(Location identification entries)
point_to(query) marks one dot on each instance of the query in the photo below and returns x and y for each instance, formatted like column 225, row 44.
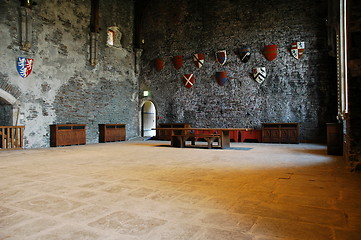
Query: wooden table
column 223, row 132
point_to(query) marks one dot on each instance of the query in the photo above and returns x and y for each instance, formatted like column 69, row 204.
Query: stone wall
column 354, row 120
column 63, row 87
column 293, row 91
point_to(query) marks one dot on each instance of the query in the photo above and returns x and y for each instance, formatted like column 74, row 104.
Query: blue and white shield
column 221, row 78
column 245, row 54
column 221, row 57
column 24, row 66
column 259, row 74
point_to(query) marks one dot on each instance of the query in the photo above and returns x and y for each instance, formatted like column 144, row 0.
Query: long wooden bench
column 180, row 140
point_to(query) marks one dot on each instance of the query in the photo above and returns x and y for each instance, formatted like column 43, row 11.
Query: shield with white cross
column 297, row 49
column 259, row 74
column 198, row 59
column 188, row 80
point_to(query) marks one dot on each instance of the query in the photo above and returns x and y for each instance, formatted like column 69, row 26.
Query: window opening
column 110, row 40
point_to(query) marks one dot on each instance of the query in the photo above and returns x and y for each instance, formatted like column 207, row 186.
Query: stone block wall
column 354, row 54
column 293, row 91
column 63, row 87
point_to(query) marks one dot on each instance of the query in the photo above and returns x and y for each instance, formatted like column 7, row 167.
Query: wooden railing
column 11, row 137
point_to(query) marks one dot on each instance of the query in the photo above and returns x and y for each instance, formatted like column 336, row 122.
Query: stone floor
column 148, row 190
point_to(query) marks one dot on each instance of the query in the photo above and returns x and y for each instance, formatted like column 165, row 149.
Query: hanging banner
column 24, row 66
column 221, row 78
column 221, row 57
column 198, row 59
column 188, row 80
column 259, row 74
column 297, row 49
column 270, row 52
column 158, row 64
column 245, row 54
column 178, row 62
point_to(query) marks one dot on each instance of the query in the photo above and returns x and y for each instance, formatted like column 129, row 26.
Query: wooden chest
column 112, row 132
column 280, row 132
column 166, row 134
column 67, row 134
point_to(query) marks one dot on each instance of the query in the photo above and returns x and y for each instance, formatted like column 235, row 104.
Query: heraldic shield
column 178, row 62
column 158, row 64
column 221, row 78
column 297, row 49
column 188, row 80
column 245, row 54
column 24, row 66
column 270, row 52
column 198, row 59
column 221, row 57
column 259, row 74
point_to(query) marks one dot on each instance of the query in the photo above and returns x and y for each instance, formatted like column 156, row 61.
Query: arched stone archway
column 8, row 109
column 148, row 118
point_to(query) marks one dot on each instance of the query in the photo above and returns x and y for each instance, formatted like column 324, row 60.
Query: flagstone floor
column 148, row 190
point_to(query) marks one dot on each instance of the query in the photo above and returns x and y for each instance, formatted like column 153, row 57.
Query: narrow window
column 110, row 39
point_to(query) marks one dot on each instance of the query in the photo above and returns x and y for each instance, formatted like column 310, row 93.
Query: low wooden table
column 223, row 132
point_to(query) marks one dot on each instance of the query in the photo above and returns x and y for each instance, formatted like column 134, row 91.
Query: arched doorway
column 149, row 116
column 8, row 110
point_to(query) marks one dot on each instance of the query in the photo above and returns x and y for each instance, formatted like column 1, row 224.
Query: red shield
column 178, row 62
column 297, row 49
column 188, row 80
column 270, row 52
column 221, row 57
column 158, row 64
column 198, row 59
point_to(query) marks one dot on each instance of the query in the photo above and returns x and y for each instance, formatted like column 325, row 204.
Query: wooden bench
column 180, row 140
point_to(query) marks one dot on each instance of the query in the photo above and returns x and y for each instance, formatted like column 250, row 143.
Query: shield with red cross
column 270, row 52
column 188, row 80
column 158, row 64
column 178, row 62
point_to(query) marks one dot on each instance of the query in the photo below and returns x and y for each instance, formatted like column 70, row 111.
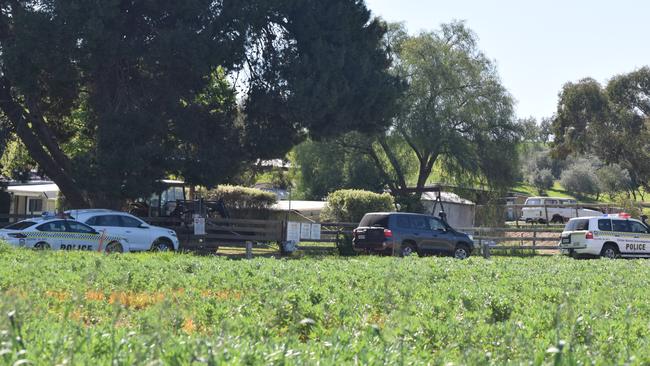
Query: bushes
column 242, row 198
column 542, row 179
column 351, row 205
column 581, row 179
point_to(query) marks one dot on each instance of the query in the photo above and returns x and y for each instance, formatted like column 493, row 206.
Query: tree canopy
column 611, row 122
column 455, row 113
column 110, row 96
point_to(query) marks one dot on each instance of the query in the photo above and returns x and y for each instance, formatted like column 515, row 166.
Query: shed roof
column 447, row 197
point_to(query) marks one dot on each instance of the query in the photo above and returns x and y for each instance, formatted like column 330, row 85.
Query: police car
column 607, row 236
column 55, row 233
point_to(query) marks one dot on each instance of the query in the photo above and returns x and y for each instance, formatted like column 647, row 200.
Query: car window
column 52, row 226
column 620, row 225
column 77, row 227
column 419, row 222
column 128, row 221
column 107, row 220
column 605, row 225
column 436, row 224
column 637, row 227
column 374, row 220
column 20, row 225
column 577, row 225
column 403, row 222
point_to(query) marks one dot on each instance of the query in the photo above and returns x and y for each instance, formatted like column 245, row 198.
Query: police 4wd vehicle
column 607, row 236
column 60, row 234
column 407, row 233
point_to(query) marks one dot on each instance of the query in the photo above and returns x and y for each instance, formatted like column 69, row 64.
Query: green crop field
column 87, row 308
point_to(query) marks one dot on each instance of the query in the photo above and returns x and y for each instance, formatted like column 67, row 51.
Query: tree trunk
column 54, row 170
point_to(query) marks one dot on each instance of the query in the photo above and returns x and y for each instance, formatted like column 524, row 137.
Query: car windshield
column 374, row 220
column 577, row 225
column 20, row 225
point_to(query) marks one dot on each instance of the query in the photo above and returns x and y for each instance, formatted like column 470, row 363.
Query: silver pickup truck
column 534, row 210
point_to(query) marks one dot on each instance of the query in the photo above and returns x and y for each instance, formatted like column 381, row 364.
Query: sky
column 539, row 46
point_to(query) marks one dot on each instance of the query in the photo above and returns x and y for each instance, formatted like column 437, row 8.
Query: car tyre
column 162, row 245
column 114, row 247
column 42, row 246
column 462, row 251
column 610, row 251
column 407, row 249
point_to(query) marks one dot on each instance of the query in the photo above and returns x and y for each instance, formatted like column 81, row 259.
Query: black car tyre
column 162, row 245
column 114, row 247
column 609, row 251
column 407, row 249
column 462, row 251
column 42, row 246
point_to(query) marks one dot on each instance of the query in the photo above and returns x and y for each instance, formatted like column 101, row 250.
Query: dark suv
column 408, row 233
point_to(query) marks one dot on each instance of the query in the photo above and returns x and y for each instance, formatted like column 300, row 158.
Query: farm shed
column 33, row 198
column 460, row 212
column 308, row 209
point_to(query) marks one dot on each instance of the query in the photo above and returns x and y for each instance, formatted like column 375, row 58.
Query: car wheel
column 407, row 249
column 461, row 252
column 162, row 245
column 114, row 247
column 42, row 246
column 610, row 251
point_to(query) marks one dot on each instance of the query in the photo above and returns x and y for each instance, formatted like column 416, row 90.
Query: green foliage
column 543, row 180
column 612, row 179
column 324, row 167
column 350, row 205
column 235, row 197
column 609, row 122
column 580, row 178
column 16, row 163
column 89, row 308
column 455, row 113
column 122, row 94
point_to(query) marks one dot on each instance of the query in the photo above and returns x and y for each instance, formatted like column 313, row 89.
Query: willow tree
column 455, row 114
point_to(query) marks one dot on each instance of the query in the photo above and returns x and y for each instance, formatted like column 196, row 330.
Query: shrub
column 236, row 197
column 351, row 205
column 613, row 179
column 542, row 180
column 581, row 179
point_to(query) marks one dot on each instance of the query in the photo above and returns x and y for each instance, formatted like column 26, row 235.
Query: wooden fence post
column 548, row 223
column 486, row 250
column 249, row 250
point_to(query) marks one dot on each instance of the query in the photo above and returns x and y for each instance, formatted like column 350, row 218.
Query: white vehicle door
column 108, row 224
column 621, row 235
column 137, row 232
column 638, row 241
column 80, row 237
column 50, row 233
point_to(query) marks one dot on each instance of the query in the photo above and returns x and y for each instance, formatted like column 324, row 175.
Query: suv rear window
column 374, row 220
column 20, row 225
column 605, row 225
column 577, row 225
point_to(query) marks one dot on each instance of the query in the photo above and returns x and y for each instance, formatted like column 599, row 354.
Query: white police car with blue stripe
column 49, row 232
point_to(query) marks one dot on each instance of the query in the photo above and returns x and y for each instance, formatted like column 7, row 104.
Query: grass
column 83, row 308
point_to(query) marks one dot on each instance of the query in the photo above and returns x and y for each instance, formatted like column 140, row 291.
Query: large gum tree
column 109, row 96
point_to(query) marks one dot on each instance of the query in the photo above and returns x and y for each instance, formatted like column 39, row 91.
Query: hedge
column 241, row 198
column 350, row 205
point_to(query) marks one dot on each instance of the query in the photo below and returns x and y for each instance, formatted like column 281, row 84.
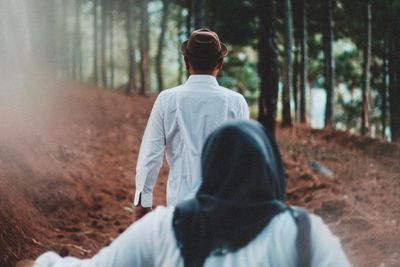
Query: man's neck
column 213, row 73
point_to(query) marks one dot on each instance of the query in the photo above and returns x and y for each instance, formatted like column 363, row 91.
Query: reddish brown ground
column 67, row 160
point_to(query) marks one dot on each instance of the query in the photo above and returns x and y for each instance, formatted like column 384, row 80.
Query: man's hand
column 25, row 263
column 141, row 211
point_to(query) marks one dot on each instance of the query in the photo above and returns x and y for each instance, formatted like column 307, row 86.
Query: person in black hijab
column 243, row 187
column 238, row 217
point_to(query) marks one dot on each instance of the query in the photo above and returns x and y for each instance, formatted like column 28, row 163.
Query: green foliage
column 239, row 73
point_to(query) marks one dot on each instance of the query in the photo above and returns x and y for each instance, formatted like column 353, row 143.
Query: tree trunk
column 111, row 43
column 130, row 35
column 181, row 33
column 366, row 70
column 329, row 63
column 267, row 64
column 95, row 44
column 199, row 14
column 384, row 89
column 394, row 90
column 163, row 26
column 77, row 52
column 288, row 73
column 64, row 41
column 189, row 17
column 104, row 6
column 303, row 61
column 144, row 48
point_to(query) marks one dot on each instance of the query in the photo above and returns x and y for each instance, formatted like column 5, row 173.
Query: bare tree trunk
column 64, row 41
column 384, row 88
column 95, row 44
column 366, row 70
column 329, row 63
column 268, row 64
column 288, row 73
column 144, row 48
column 163, row 26
column 304, row 61
column 180, row 58
column 104, row 6
column 394, row 89
column 199, row 14
column 189, row 17
column 111, row 42
column 130, row 35
column 77, row 51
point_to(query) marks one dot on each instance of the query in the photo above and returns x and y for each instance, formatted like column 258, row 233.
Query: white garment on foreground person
column 180, row 121
column 151, row 242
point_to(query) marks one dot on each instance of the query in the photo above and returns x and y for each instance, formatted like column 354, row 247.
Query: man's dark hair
column 203, row 65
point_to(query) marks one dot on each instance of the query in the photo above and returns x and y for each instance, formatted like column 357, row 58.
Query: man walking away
column 182, row 118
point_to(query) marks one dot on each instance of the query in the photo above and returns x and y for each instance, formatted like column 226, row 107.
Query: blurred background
column 78, row 79
column 326, row 63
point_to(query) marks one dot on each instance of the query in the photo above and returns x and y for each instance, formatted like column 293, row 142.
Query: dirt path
column 361, row 201
column 67, row 159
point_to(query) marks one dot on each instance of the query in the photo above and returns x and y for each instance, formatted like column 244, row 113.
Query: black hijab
column 243, row 187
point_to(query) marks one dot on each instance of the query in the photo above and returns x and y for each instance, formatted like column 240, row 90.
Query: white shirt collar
column 200, row 78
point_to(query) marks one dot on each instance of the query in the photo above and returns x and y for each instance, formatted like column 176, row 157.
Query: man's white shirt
column 180, row 121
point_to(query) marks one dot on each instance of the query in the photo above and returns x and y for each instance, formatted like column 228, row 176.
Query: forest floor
column 67, row 162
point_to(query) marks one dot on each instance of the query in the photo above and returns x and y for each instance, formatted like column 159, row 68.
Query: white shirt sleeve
column 244, row 109
column 150, row 156
column 134, row 247
column 326, row 248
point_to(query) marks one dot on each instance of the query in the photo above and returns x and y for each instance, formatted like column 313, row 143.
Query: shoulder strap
column 303, row 240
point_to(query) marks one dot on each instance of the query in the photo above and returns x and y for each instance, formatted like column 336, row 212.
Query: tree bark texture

*EXERCISE INSTRUCTIONS*.
Lay out the stretch of the rows from the line containing "240, row 90." through the line containing "column 67, row 162" as a JSON list of strings, one string per line, with blank lines omitted.

*FINAL RESULT*.
[
  "point_to(query) marks one dot on each instance of the query in the photo above and returns x and y for each instance, formatted like column 240, row 90.",
  "Query: white shirt collar",
  "column 200, row 78",
  "point_to(query) marks one dot on each instance of the query in the photo above and returns x and y for each instance, formatted like column 176, row 157.",
  "Query: man's white shirt",
  "column 180, row 121",
  "point_to(query) marks one dot on each instance of the query in the photo above and returns x and y for each instance, formatted like column 228, row 176.",
  "Query: forest floor",
  "column 67, row 162"
]